Change "innermost spot" to "most central spot" everywhere in the material below, and write out all of its lines with nothing else altered and without the pictures.

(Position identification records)
== == ==
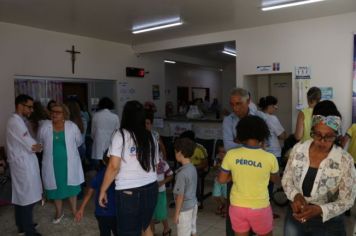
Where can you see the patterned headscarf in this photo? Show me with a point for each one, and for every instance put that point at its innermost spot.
(334, 122)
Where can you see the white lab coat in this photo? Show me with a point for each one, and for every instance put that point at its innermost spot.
(103, 126)
(24, 168)
(73, 140)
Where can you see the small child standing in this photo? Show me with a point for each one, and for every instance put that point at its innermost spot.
(220, 190)
(185, 189)
(106, 217)
(251, 168)
(164, 175)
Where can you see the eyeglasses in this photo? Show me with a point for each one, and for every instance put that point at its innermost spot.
(56, 112)
(326, 138)
(29, 107)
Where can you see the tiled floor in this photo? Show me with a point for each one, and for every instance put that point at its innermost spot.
(208, 223)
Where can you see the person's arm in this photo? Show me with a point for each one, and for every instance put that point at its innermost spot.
(80, 212)
(162, 148)
(23, 137)
(299, 128)
(287, 181)
(179, 203)
(274, 178)
(93, 126)
(347, 192)
(228, 134)
(283, 136)
(224, 175)
(78, 136)
(166, 180)
(111, 171)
== == ==
# Written reply
Where can you see the patterned headscarf in this photo? Show me with a point for each one, and for every instance put that point at its most central spot.
(334, 122)
Where can you see the white lab coat in this photo? Show me with a point for each one, and for every instance put that point at its most central spot.
(103, 126)
(24, 168)
(73, 140)
Where can you see the small child standing in this photo? Show me with a point for each one, and for every instance put that point at its most central spot.
(220, 190)
(185, 189)
(106, 217)
(251, 168)
(164, 175)
Where can you see the eyeglasses in this photo? Show me with a point for each one, and for every instance put that point at its most central spot.
(56, 112)
(326, 138)
(29, 107)
Where can you see the tiled floor in this photo? Show me with a point for each one, and for every instance put that point at its most central spot.
(208, 223)
Where can you see the person's arm in this photo? Show me with a point for each one, and for every instance put that point at its most central spot.
(80, 212)
(162, 148)
(23, 137)
(299, 128)
(287, 181)
(179, 203)
(274, 178)
(93, 126)
(347, 192)
(228, 134)
(283, 136)
(224, 175)
(78, 136)
(166, 180)
(111, 171)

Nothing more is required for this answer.